Material provided:
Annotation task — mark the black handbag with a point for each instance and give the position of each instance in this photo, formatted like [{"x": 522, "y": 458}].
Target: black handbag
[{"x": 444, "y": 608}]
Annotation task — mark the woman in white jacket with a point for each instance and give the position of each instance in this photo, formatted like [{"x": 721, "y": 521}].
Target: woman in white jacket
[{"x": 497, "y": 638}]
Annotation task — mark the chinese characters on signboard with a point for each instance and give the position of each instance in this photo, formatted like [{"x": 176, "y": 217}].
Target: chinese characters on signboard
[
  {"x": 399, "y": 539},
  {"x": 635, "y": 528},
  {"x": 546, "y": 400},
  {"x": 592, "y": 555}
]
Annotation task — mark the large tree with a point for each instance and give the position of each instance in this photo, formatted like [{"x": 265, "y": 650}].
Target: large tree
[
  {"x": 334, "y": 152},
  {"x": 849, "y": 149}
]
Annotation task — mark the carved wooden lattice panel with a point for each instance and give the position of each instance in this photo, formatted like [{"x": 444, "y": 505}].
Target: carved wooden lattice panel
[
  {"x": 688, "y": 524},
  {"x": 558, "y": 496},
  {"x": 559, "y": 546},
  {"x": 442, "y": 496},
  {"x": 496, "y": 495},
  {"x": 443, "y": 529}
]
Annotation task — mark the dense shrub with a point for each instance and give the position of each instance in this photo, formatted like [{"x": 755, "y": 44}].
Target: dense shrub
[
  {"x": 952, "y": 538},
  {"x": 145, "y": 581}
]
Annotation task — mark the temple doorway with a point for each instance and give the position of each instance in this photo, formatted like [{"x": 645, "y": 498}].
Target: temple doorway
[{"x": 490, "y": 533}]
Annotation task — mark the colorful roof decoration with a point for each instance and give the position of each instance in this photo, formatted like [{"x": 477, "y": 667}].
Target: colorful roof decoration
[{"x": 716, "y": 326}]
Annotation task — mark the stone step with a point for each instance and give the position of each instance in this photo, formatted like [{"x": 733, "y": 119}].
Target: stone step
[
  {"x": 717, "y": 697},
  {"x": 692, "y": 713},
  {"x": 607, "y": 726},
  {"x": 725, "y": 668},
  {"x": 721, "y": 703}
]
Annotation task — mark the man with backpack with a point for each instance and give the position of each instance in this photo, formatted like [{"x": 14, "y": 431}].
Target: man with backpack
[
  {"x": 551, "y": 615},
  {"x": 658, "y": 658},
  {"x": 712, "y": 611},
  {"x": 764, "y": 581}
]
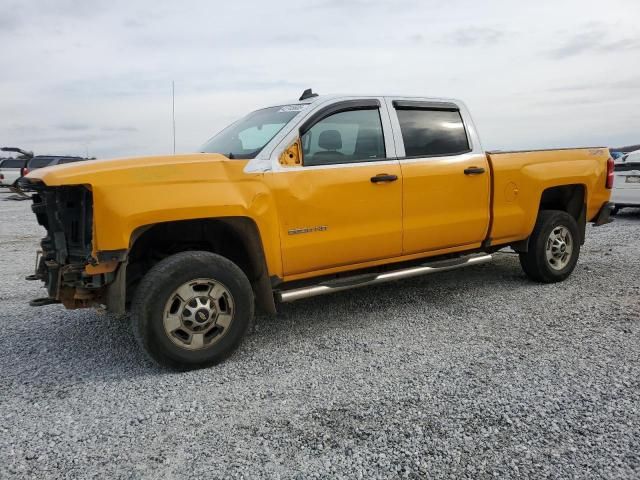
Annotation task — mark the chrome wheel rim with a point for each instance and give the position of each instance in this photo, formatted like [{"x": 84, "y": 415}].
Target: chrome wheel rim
[
  {"x": 198, "y": 314},
  {"x": 559, "y": 247}
]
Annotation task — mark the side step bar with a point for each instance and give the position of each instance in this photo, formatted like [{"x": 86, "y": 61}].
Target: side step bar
[{"x": 347, "y": 283}]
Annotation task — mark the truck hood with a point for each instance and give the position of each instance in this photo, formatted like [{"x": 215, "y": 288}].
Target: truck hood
[{"x": 198, "y": 167}]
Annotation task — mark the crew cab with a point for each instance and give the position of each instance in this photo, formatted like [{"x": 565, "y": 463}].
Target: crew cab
[{"x": 303, "y": 199}]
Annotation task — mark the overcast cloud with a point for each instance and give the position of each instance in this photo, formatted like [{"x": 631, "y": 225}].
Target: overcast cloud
[{"x": 78, "y": 75}]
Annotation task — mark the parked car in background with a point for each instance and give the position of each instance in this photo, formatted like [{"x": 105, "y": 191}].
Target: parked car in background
[
  {"x": 41, "y": 161},
  {"x": 11, "y": 169},
  {"x": 626, "y": 184}
]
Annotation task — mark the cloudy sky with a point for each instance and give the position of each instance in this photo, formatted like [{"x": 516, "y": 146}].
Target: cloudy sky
[{"x": 78, "y": 75}]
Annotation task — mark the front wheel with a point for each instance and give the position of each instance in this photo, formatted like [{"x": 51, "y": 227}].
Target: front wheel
[
  {"x": 554, "y": 247},
  {"x": 192, "y": 309}
]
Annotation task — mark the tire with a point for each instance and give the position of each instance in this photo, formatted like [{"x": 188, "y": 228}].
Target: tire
[
  {"x": 546, "y": 241},
  {"x": 168, "y": 327}
]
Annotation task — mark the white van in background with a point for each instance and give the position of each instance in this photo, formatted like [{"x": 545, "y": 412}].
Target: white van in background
[{"x": 626, "y": 184}]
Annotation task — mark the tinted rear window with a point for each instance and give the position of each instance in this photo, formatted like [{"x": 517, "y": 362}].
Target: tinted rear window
[
  {"x": 12, "y": 163},
  {"x": 428, "y": 132}
]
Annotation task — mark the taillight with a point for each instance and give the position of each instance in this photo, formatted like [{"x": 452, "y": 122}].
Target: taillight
[{"x": 610, "y": 169}]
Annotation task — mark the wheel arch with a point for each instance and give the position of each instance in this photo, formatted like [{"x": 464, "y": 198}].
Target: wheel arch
[
  {"x": 570, "y": 198},
  {"x": 235, "y": 238}
]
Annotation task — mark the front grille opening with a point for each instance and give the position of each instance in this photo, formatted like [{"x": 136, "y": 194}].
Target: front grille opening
[{"x": 75, "y": 231}]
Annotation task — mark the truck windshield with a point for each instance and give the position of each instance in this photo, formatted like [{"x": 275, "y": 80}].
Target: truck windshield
[{"x": 248, "y": 136}]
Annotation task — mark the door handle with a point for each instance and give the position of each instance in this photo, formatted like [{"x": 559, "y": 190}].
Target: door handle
[
  {"x": 473, "y": 170},
  {"x": 383, "y": 178}
]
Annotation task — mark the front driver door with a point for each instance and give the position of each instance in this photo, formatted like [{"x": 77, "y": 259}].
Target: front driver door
[{"x": 343, "y": 206}]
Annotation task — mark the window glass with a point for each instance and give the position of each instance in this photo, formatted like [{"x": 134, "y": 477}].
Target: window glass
[
  {"x": 345, "y": 137},
  {"x": 248, "y": 136},
  {"x": 70, "y": 160},
  {"x": 432, "y": 132}
]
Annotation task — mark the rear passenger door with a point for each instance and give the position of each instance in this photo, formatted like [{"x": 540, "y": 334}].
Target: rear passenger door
[{"x": 446, "y": 179}]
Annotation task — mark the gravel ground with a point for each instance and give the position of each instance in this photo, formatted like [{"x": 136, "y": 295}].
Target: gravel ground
[{"x": 475, "y": 373}]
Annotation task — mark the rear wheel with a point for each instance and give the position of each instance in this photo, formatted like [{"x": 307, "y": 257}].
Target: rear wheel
[
  {"x": 554, "y": 247},
  {"x": 192, "y": 309}
]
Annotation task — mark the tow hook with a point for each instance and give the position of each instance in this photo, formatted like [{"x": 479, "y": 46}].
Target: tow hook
[{"x": 41, "y": 302}]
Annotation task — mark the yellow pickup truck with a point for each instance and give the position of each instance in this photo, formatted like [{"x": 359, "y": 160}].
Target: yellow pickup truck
[{"x": 302, "y": 199}]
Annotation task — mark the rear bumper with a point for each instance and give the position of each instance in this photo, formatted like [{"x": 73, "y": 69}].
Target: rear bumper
[{"x": 604, "y": 214}]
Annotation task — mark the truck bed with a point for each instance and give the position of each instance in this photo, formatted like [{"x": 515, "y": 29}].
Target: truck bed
[{"x": 521, "y": 178}]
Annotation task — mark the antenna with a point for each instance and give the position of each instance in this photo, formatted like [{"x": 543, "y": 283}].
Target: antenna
[{"x": 173, "y": 113}]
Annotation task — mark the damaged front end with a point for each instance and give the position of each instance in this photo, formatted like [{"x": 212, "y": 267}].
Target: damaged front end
[{"x": 66, "y": 263}]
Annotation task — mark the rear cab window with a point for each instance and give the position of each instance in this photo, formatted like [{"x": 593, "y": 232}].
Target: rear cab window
[
  {"x": 350, "y": 136},
  {"x": 430, "y": 129}
]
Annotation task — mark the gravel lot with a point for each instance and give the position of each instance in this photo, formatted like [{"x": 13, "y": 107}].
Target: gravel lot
[{"x": 475, "y": 373}]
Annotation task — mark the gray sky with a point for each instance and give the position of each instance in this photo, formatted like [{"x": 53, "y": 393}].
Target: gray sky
[{"x": 78, "y": 74}]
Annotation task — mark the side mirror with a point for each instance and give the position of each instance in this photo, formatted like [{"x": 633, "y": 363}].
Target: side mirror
[{"x": 292, "y": 155}]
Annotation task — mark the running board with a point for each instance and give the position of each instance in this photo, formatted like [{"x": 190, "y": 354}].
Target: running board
[{"x": 347, "y": 283}]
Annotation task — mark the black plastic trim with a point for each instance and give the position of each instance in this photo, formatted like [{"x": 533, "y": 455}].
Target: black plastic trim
[{"x": 417, "y": 157}]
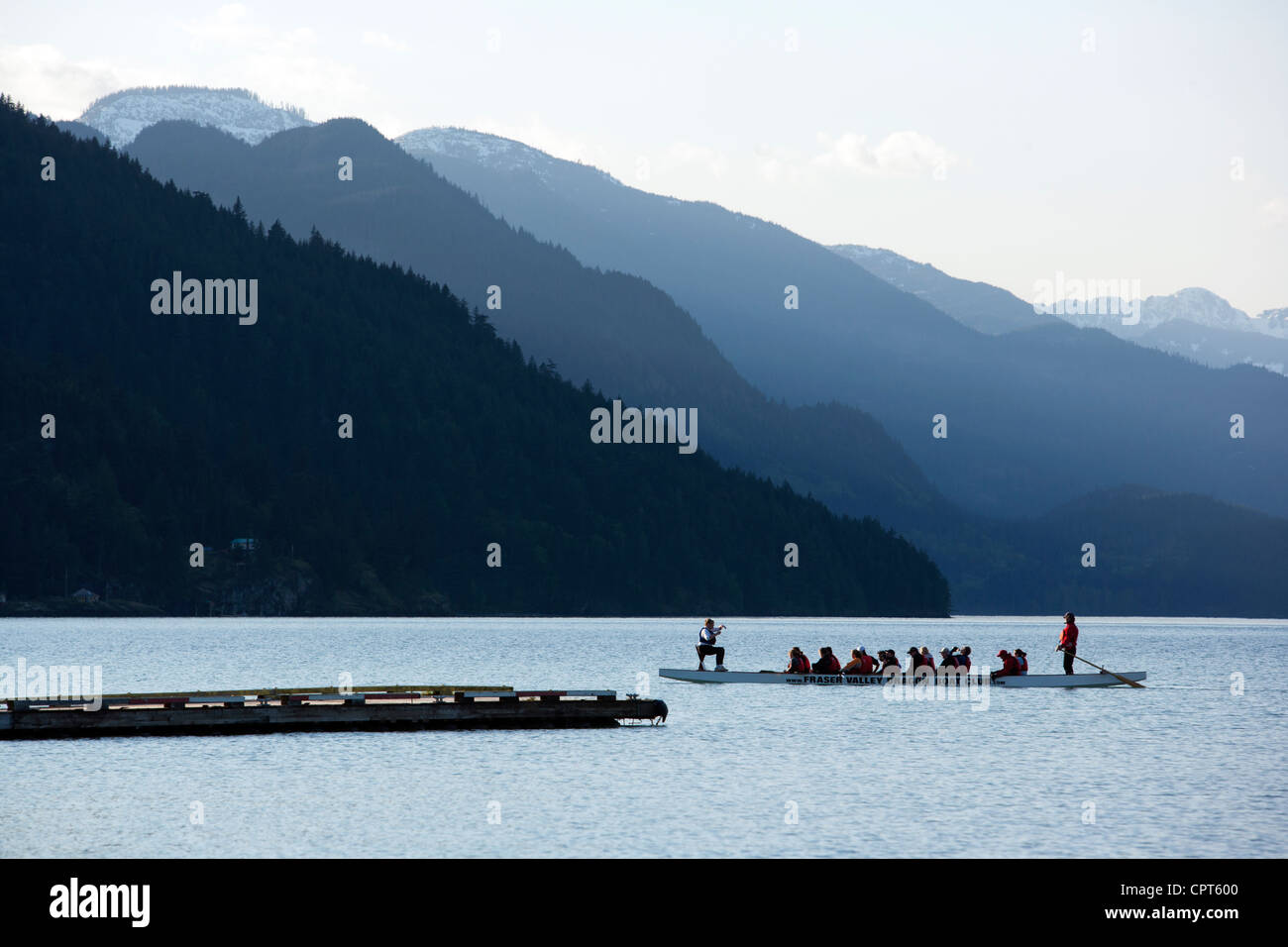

Requirements:
Copy out the entries word for word, from the line containing "Annotation task — mark the running" through the end of the entries, and leave the pictures out of your copy.

Written reply:
Annotation task — mark the running board with a point for each instance and give the position of each instance in this photo, formatted like [{"x": 190, "y": 354}].
Target: running board
[{"x": 347, "y": 283}]
Annotation task — mark the black plastic trim with a point for each instance and give the position of each instance in this photo, formatted like [{"x": 533, "y": 455}].
Target: black plastic trim
[{"x": 417, "y": 157}]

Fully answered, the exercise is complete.